Most runs immediately failing with "out of memory"

Hello,

I’m trying to run a simple Ray Tune pipeline for hyperparameter optimization - all on one node for now. This is a simple, CPU-only model.

When I run with a small enough number of samples so that my node’s RAM can handle all the jobs (e.g. 2), things run to completion. However, when I increase the number of samples past the point where they can all run at once in terms of memory usage the jobs don’t queue like I would expect. Instead they all run at once and most of them crash with “OSError: [Errno 12] Cannot allocate memory” and the ray status looks something like this:

Here’s what my tune.run() code looks like:

asha_scheduler = ASHAScheduler(time_attr = 'training_iteration', metric = 'valid_recall', mode = 'max')

reporter = CLIReporter(metric_columns=["valid_recall"])

ray.init(dashboard_port=6007)
result = tune.run(
	train,
	local_dir=config['out_directory'],
	resources_per_trial={"cpu": 1, "gpu": 0},
	config=config,
	num_samples=15,
	progress_reporter=reporter,
	scheduler=asha_scheduler,
	verbose = 3,
	queue_trials = True
) 

config is a dictionary with both the train parameters that don’t change as well as the ones for Ray Tune to test. I’ve tried with and without queue_trials. Sorry if I’m missing something basic here…is there a way I can get all trials to run, only running enough at a time to stay within the node’s memory?

Thank you very much

Hi @gkreder, can you try using a ConcurrencyLimiter to limit the number of concurrently running trials?

queue_trials is only used to trigger autoscaling behavior on a cluster and will be deprecated soon.

1 Like

I’m sorry, is there a way I can wrap ConcurrencyLimiter around a basic random searcher?

I’m using

tune.sample_from

in my configs so can’t use HyperOpt for the search_alg. I have this right now:

search_alg = tune.create_searcher('random')
search_alg = ConcurrencyLimiter(search_alg, max_concurrent=2)

But I get the error

Hm, it seems that’s a bug. I’ll fix this tomorrow. In the meantime, can you try this hack:

search_alg = tune.suggest.basic_variant.BasicVariantGenerator()
search_alg.mode = None
search_alg = ConcurrencyLimiter(search_alg, max_concurrent=2)

Alternatively, set the cpus in resources_per_trial to 16, this will also limit the number of CPUs that are used (the CPUs are just reserved and won’t actually be used, so other tasks still have access to them).

1 Like

Awesome, thank you very much @kai! In the meantime, setting cpus 16 per trial or using HyperOpt + ConcurrencyLimiter seems to be working

Just for reference, this has been fixed here: [tune] add `max_concurrent` option to BasicVariantGenerator by krfricke · Pull Request #15680 · ray-project/ray · GitHub

1 Like

Task requirements =
A: Answer these questions about the Ray Tune forum thread.
(i) What error do most of the crashing jobs report?
(ii) According to the first reply, what is queue_trials used for?
(iii) What does the poster use in the configs that rules out HyperOpt as the search_alg?
B: Retype the part of the Ray Tune forum thread that opens with the words containing "tune.sample_from" and closes with "search_alg = tune.suggest.basic_variant.BasicVariantGenerator()".

Extracted data =
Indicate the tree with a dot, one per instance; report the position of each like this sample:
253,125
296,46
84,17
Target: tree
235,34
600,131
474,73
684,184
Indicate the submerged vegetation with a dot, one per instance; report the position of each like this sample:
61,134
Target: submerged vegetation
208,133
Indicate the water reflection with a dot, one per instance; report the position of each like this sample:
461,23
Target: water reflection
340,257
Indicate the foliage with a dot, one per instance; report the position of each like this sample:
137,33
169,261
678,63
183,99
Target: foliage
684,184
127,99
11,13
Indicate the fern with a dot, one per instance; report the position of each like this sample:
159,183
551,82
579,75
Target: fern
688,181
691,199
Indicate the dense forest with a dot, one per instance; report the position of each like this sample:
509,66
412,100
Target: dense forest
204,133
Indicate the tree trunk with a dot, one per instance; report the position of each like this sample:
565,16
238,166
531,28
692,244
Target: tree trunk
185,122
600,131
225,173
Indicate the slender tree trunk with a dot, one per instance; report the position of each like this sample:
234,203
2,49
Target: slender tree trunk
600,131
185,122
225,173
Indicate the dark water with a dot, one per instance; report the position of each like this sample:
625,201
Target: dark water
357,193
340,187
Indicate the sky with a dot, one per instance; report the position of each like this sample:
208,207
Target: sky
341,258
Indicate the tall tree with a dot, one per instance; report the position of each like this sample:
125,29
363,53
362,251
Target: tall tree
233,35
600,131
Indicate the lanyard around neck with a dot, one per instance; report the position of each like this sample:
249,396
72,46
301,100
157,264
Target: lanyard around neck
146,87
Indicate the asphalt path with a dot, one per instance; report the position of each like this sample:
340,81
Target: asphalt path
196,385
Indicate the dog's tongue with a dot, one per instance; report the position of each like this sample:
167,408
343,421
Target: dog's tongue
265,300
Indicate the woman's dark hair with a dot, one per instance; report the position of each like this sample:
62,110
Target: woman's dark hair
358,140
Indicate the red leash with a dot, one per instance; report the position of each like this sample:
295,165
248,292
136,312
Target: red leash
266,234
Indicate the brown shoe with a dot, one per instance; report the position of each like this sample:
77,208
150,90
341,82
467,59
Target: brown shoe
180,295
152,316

* * *

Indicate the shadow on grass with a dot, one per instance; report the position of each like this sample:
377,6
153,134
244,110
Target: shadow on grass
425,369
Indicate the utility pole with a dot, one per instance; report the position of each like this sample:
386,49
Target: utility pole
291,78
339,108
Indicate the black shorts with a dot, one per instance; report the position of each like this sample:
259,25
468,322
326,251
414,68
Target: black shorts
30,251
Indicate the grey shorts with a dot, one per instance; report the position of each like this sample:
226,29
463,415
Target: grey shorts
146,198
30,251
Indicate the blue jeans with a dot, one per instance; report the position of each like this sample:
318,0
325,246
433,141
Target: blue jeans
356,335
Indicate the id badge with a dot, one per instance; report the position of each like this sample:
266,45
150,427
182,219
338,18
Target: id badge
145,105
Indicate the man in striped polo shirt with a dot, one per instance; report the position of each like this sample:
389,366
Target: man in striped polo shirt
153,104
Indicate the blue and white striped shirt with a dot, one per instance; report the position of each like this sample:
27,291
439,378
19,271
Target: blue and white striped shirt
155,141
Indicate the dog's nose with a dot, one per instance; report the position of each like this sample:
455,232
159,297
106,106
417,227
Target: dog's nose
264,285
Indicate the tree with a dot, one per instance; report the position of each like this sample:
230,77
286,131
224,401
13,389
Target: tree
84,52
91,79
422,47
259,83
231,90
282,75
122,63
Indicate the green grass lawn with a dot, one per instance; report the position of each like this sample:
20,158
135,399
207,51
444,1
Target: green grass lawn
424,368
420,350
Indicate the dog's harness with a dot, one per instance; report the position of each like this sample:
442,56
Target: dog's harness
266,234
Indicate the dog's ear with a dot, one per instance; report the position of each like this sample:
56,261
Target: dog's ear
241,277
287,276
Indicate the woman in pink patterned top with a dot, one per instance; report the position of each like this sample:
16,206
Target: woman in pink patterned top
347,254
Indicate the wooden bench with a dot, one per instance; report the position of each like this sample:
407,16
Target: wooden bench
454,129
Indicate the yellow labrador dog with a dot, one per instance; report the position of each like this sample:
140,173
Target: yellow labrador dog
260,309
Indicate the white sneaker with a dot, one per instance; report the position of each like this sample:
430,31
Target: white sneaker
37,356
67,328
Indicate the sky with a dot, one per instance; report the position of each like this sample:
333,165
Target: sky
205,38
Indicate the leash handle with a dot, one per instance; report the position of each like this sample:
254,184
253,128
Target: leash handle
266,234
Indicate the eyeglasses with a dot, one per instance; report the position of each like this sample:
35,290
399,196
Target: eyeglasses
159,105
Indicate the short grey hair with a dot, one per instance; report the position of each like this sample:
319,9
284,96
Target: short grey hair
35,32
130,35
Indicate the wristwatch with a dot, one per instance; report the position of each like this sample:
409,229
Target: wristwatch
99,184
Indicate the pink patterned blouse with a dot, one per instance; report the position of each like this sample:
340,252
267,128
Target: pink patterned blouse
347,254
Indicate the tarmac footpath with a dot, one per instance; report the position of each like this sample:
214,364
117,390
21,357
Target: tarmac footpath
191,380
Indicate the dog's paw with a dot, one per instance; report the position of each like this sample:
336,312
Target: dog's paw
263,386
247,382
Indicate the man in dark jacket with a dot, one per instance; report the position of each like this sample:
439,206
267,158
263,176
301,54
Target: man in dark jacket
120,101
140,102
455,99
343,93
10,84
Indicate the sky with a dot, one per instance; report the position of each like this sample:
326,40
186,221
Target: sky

...

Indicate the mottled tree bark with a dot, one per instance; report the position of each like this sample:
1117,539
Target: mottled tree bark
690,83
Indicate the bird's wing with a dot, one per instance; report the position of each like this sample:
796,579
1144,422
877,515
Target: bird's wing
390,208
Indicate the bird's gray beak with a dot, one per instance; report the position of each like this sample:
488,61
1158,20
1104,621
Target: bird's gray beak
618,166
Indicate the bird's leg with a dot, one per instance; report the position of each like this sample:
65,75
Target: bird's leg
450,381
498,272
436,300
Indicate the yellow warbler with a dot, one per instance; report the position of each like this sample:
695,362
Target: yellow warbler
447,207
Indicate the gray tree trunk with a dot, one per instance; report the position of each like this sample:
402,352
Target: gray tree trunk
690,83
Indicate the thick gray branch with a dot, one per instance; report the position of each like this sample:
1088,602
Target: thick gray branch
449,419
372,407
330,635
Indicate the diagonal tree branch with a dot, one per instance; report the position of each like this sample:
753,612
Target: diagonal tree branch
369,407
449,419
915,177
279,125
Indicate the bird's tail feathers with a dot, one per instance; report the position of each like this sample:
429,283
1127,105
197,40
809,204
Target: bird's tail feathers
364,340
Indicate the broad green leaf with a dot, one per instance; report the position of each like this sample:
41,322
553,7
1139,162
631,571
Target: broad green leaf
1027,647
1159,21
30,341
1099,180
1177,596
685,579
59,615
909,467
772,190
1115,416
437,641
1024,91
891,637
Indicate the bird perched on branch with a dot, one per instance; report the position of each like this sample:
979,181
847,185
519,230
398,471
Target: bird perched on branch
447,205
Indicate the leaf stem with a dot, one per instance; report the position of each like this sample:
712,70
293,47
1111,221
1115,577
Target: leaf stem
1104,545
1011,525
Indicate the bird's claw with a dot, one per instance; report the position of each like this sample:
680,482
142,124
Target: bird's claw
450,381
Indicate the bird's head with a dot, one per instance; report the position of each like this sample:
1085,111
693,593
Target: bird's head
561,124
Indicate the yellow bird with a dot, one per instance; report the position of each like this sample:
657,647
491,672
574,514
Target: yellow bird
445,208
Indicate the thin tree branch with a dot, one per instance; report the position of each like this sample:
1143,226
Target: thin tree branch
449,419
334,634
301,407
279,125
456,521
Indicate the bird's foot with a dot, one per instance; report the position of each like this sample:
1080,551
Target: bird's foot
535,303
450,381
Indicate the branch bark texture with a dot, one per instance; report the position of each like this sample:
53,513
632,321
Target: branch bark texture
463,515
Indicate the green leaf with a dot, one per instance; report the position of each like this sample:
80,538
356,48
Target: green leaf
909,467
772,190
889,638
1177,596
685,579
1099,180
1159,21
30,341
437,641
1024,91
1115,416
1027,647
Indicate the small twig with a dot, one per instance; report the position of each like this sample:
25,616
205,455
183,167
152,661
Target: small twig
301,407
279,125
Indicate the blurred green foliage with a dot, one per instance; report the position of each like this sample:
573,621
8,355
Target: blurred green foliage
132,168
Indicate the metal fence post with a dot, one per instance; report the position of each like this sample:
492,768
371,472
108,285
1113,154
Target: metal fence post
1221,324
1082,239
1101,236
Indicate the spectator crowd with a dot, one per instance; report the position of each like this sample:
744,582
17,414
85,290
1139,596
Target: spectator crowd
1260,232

Correct answers =
A:
(i) "OSError: [Errno 12] Cannot allocate memory"
(ii) It is only used to trigger autoscaling behavior on a cluster, and it will be deprecated soon.
(iii) tune.sample_from

B:
tune.sample_from

in my configs so can’t use HyperOpt for the search_alg. I have this right now:

search_alg = tune.create_searcher('random')
search_alg = ConcurrencyLimiter(search_alg, max_concurrent=2)

But I get the error

Hm, it seems that’s a bug. I’ll fix this tomorrow. In the meantime, can you try this hack:

search_alg = tune.suggest.basic_variant.BasicVariantGenerator()